• Data in this exercise:
☆ ☆ ☆ ☆ ☆ ☆ ☆

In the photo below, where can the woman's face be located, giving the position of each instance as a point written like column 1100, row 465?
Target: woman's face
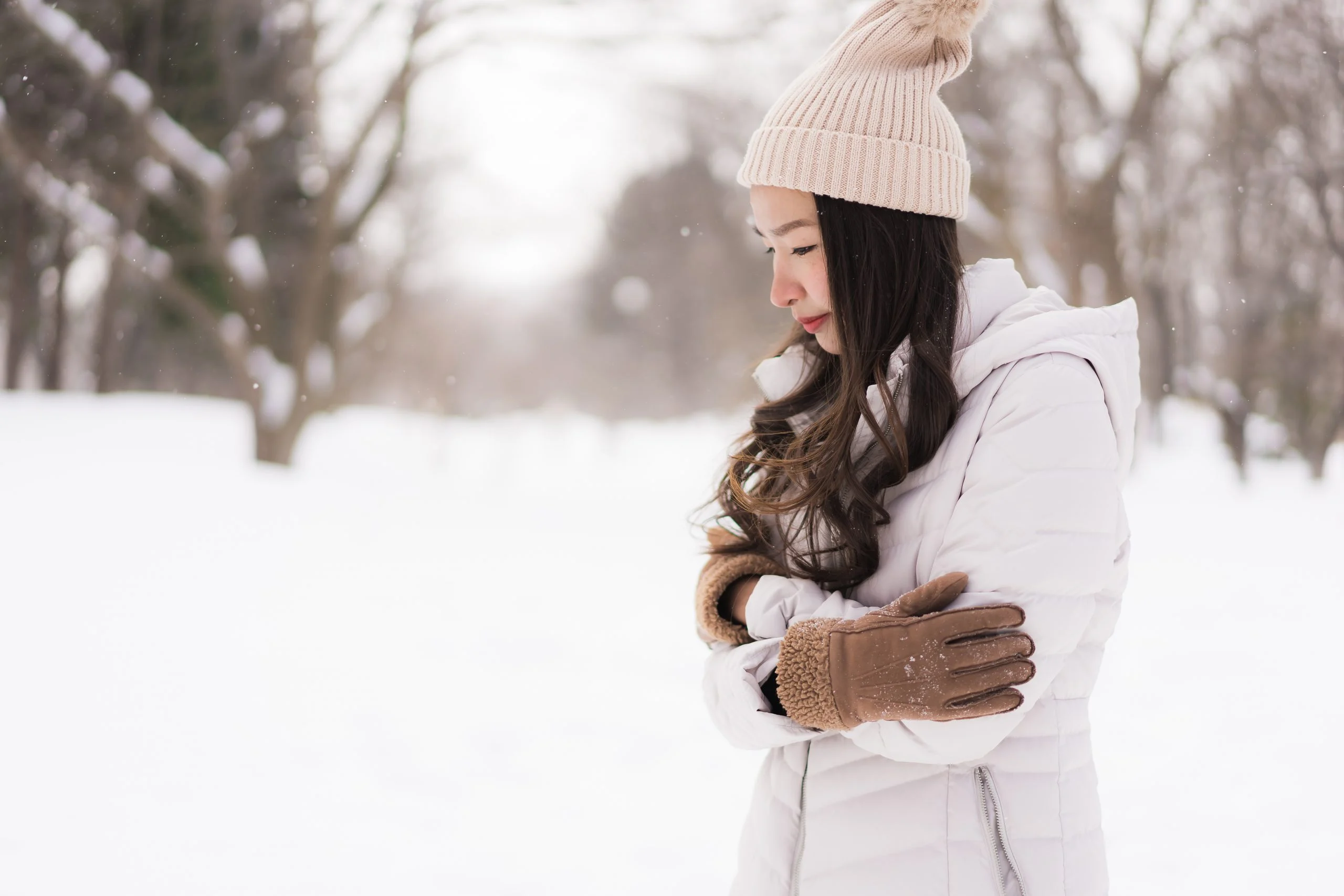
column 786, row 222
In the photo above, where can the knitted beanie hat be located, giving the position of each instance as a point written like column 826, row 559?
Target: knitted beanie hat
column 866, row 124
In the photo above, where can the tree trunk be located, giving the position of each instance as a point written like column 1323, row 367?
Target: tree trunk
column 107, row 347
column 53, row 362
column 1234, row 437
column 23, row 294
column 277, row 445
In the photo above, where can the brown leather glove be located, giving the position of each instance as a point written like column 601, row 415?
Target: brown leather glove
column 909, row 660
column 719, row 573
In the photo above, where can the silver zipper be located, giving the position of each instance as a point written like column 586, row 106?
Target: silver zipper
column 796, row 884
column 992, row 817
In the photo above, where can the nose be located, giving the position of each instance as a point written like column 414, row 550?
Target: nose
column 785, row 291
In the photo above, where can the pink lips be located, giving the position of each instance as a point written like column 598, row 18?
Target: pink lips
column 814, row 324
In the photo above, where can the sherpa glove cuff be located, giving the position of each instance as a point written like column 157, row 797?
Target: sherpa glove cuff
column 719, row 573
column 894, row 664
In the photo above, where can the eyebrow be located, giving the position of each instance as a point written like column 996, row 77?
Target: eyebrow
column 784, row 229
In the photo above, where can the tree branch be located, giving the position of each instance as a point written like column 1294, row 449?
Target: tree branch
column 1072, row 51
column 131, row 246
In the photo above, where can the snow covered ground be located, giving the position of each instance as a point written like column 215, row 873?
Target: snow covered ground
column 456, row 657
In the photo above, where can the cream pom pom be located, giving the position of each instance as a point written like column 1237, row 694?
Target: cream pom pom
column 948, row 19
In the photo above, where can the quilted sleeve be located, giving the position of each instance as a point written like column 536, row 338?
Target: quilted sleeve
column 1040, row 523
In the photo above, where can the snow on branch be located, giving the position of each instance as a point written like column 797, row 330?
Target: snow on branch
column 178, row 144
column 248, row 262
column 187, row 152
column 61, row 30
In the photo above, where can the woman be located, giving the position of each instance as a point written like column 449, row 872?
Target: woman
column 945, row 437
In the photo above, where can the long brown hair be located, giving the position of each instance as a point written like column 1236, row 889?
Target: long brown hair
column 893, row 275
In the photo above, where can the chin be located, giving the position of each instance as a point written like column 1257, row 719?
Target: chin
column 828, row 342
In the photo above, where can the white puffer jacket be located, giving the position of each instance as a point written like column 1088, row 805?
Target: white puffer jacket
column 1025, row 498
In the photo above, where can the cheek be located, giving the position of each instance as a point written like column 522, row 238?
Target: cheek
column 816, row 282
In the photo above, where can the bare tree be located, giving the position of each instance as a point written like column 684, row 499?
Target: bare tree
column 257, row 244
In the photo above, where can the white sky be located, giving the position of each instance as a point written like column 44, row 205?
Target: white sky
column 526, row 143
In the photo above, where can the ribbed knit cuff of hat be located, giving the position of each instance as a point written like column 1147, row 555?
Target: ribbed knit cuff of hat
column 717, row 578
column 866, row 124
column 874, row 171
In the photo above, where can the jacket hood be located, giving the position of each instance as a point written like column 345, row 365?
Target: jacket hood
column 1003, row 321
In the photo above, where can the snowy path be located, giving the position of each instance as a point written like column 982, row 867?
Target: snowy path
column 455, row 657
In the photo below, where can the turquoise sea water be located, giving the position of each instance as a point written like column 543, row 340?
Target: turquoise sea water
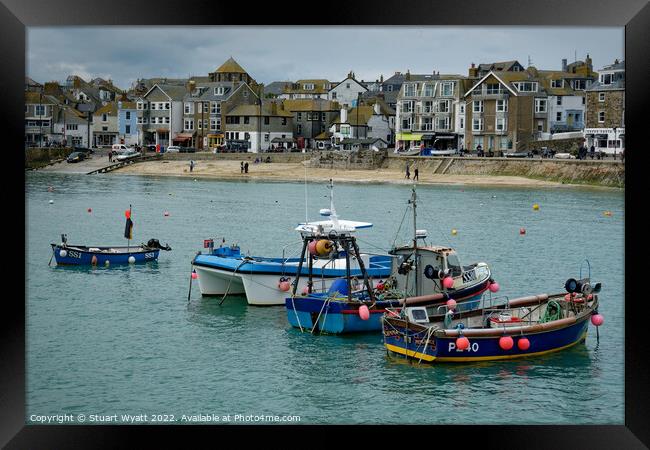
column 125, row 340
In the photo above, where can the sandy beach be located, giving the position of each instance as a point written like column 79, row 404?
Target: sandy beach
column 230, row 170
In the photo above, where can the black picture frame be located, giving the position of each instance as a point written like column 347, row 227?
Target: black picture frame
column 634, row 15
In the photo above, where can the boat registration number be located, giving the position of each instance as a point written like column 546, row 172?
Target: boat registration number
column 472, row 348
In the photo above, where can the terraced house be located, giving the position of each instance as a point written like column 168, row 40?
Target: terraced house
column 605, row 114
column 505, row 110
column 311, row 118
column 310, row 89
column 258, row 128
column 431, row 112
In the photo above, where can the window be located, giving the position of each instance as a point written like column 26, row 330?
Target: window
column 493, row 88
column 447, row 89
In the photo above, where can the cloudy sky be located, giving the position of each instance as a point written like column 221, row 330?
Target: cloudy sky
column 124, row 54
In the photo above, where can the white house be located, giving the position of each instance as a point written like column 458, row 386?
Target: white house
column 347, row 91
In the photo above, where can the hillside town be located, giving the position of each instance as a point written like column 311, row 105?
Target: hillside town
column 494, row 108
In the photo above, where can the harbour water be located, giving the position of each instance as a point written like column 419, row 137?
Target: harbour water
column 125, row 340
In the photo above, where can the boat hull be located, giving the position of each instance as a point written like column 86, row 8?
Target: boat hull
column 73, row 256
column 481, row 348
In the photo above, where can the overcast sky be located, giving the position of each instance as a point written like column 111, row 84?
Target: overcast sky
column 268, row 54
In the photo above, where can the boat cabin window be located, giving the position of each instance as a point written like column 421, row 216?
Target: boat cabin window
column 453, row 264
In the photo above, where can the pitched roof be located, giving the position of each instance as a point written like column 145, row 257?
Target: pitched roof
column 230, row 66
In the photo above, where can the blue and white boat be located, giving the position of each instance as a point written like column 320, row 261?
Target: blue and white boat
column 421, row 275
column 267, row 280
column 76, row 255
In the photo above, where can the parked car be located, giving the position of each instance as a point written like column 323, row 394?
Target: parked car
column 516, row 154
column 76, row 157
column 128, row 154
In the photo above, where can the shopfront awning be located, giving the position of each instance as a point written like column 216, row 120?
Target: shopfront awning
column 408, row 137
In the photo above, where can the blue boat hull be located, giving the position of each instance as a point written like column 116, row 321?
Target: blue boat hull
column 341, row 316
column 443, row 349
column 76, row 257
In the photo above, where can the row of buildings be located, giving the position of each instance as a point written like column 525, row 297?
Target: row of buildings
column 496, row 106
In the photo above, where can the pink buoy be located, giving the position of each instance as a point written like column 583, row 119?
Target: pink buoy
column 523, row 344
column 364, row 313
column 462, row 343
column 597, row 320
column 506, row 342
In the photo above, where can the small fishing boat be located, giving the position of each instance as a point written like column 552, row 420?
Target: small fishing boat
column 68, row 254
column 420, row 275
column 499, row 329
column 266, row 280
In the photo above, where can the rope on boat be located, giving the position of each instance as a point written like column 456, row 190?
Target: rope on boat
column 244, row 261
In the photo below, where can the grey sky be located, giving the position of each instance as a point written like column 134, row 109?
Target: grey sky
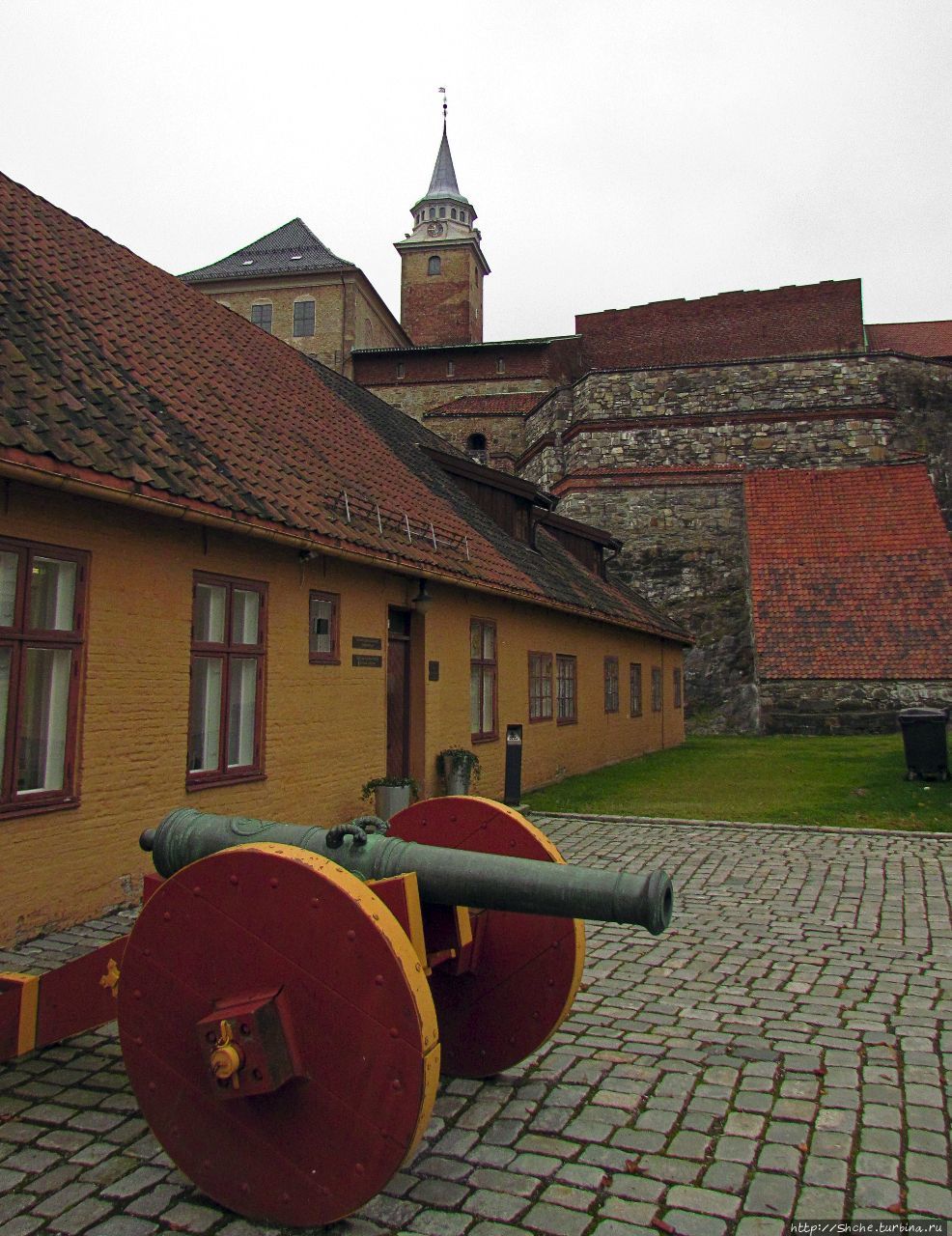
column 616, row 153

☆ ☆ ☆ ☆ ☆ ☆ ☆

• Task to complete: Word for word, give the listing above again, but drop any pictures.

• Result:
In the photo below, where can the woman's face be located, giving the position of each instance as a point written like column 1100, row 465?
Target: woman's face
column 786, row 222
In the photo above, where can the knitted beanie hat be located, giving the position of each instance as a point written like column 826, row 559?
Target: knitted beanie hat
column 866, row 124
In the photo above, where can the tree trunk be located, giving the position of each instance as a point written like column 1323, row 367?
Target: tree trunk
column 107, row 347
column 53, row 362
column 1234, row 437
column 23, row 294
column 277, row 445
In the photo above, where can the brown leather glove be located, giving the position of each instance as a point written like column 601, row 415?
Target: brown leather glove
column 909, row 660
column 719, row 573
In the photo above, where can the silver zipper be located, giving the position of each instance as a point written like column 586, row 106?
Target: silver zipper
column 796, row 884
column 992, row 817
In the photo above, where can the nose be located, giving the position of each instance as a point written like column 414, row 550?
Target: nose
column 785, row 291
In the photo above, where can the pink lips be located, giving the position of each instance as a point written like column 598, row 18?
Target: pink lips
column 814, row 324
In the photo above, where can the sherpa glove cuff be located, giving the position of each instance as a point written like column 157, row 797?
Target: sherpa glove cuff
column 719, row 573
column 894, row 664
In the photo above, where can the eyebrow be located, giving the position of each instance as a point written like column 996, row 77?
Target: eyebrow
column 784, row 229
In the photo above, where can the tree branch be located, giving the position of each instance as a point written like column 1294, row 449?
Target: tree branch
column 1072, row 51
column 131, row 246
In the photo above, where can the snow covered ground be located, giving the position of each instance as a point written like column 215, row 873?
Target: snow covered ground
column 456, row 657
In the photo above, where can the cream pom pom be located, giving the position of each instance as a point written like column 1237, row 694?
Target: cream pom pom
column 948, row 19
In the photo above, where can the quilted sleeve be located, giving the position of each instance as a point written like column 536, row 338?
Target: quilted sleeve
column 1040, row 523
In the photo above, where can the snow on branch be located, giving the position of each instance as a point written like column 797, row 330?
Target: snow on branch
column 178, row 144
column 248, row 262
column 187, row 152
column 61, row 30
In the photo above, where can the woman be located, giving the position of each instance as a point written like column 449, row 872?
Target: woman
column 945, row 437
In the photo above, where can the long brown hair be located, giving the position of each instance as a point written like column 1236, row 889?
Target: long brown hair
column 893, row 275
In the photo above, where can the chin be located, giving the position of each instance as a point written like column 1257, row 719?
Target: chin
column 828, row 342
In the photo above, where can the white puffer jacket be located, giving the position of each instance as a point written like column 1088, row 805?
Target: white puffer jacket
column 1025, row 498
In the photo above, where can the cheek be located, giving the position of each instance as a point written like column 522, row 238?
Target: cheek
column 816, row 282
In the photo above, where can the bare tree be located, giving the position of each instance as a point written like column 684, row 499?
Target: bare tree
column 257, row 244
In the photo above, where can the white sky be located, giving the position of each instance as a point written like column 44, row 205?
Target: white sky
column 526, row 143
In the photo above, where can the ribbed knit cuff of hat be located, giving the position of each instance as a point written like column 1147, row 555?
Target: ribbed knit cuff of hat
column 717, row 578
column 866, row 124
column 874, row 171
In the photo above, where can the jacket hood be located, giving the position of each instance as a point written like column 345, row 365?
Target: jacket hood
column 1003, row 321
In the photo above, where can the snowy path be located, giving the position of each instance as a point written like column 982, row 867?
Target: snowy path
column 455, row 657
In the photo below, where can the turquoise sea water be located, giving the position of each instance as a point written like column 543, row 340?
Target: turquoise sea water
column 125, row 340
In the photo above, where can the sandy beach be located, giving the position of each instance as a point written like column 79, row 404?
Target: sandy beach
column 230, row 170
In the photo above, where can the black picture frame be located, giving the position of each instance as a point written like column 347, row 227?
Target: black picture frame
column 634, row 15
In the photo above, where can the boat registration number be located, giving the position of each instance as a point written like column 546, row 172?
Target: boat registration number
column 472, row 348
In the photo above, where can the terraced house be located, giving the position of each instance as a point written like column 168, row 40?
Target: terraced house
column 605, row 114
column 505, row 110
column 311, row 118
column 310, row 89
column 258, row 128
column 431, row 112
In the photo above, where can the window be located, giving the position of each instance as a point written like column 26, row 330?
Target: window
column 493, row 88
column 447, row 89
In the photo above, where can the cloudy sky be located, giving the position of each instance as a point written like column 221, row 330?
Target: cloudy sky
column 124, row 54
In the photo above, where can the white house be located, giving the position of each instance as a point written like column 458, row 386?
Target: white house
column 347, row 91
In the photo above, where can the hillside town be located, giving the position of each instance as a point written like column 311, row 105?
Target: hillside town
column 494, row 108
In the photo above, where can the harbour water be located, giving the position of each instance as a point written like column 419, row 137?
Target: harbour water
column 125, row 340
In the photo above, where can the boat hull be located, giving the position of each instance as a point written like column 86, row 8?
Target: boat hull
column 73, row 256
column 481, row 348
In the photo above, where can the overcast sky be located, giving the position of each instance as a point written like column 111, row 84?
Target: overcast sky
column 268, row 54
In the photo above, where can the boat cabin window be located, giving the position of each instance as a point written like column 421, row 216?
Target: boat cabin window
column 453, row 264
In the photo above, where can the pitched roof be located, giving the position of each instance as a point written like column 145, row 257?
Target: pitched roof
column 230, row 66
In the photo above, where can the blue and white boat be located, giving the position of each instance as a point written like column 320, row 261?
Target: blue and white boat
column 421, row 275
column 267, row 280
column 76, row 255
In the photo above, where can the parked car be located, giving the position of each instance as a point written like column 323, row 394?
Target: parked car
column 516, row 154
column 76, row 157
column 128, row 154
In the photo above, where can the shopfront awning be located, giving the position of each instance as a point written like column 216, row 120?
Target: shopfront awning
column 408, row 137
In the photo above, where can the blue boat hull be located, giving the position of each instance as a point written like column 116, row 321?
Target: blue boat hull
column 341, row 316
column 443, row 349
column 76, row 257
In the photo above, where can the row of buildings be located, giving the position of each instance as a point written like column 525, row 297?
Target: row of buildings
column 496, row 106
In the photo above, where can the pink buoy be located, giving the position of each instance as a point written like column 583, row 119?
Target: pink buoy
column 523, row 344
column 364, row 313
column 462, row 343
column 597, row 320
column 506, row 342
In the photo above, where can the small fishing boat be located, giving the position of each instance as a point written like column 552, row 420?
Target: small fishing boat
column 68, row 254
column 420, row 275
column 499, row 329
column 266, row 280
In the photo above, where can the rope on boat be located, giving the position of each instance as a point written like column 456, row 190?
Target: rope on boat
column 244, row 261
In the photo below, where can the grey sky be located, giving the position of each instance as a point written like column 134, row 109?
Target: grey sky
column 616, row 153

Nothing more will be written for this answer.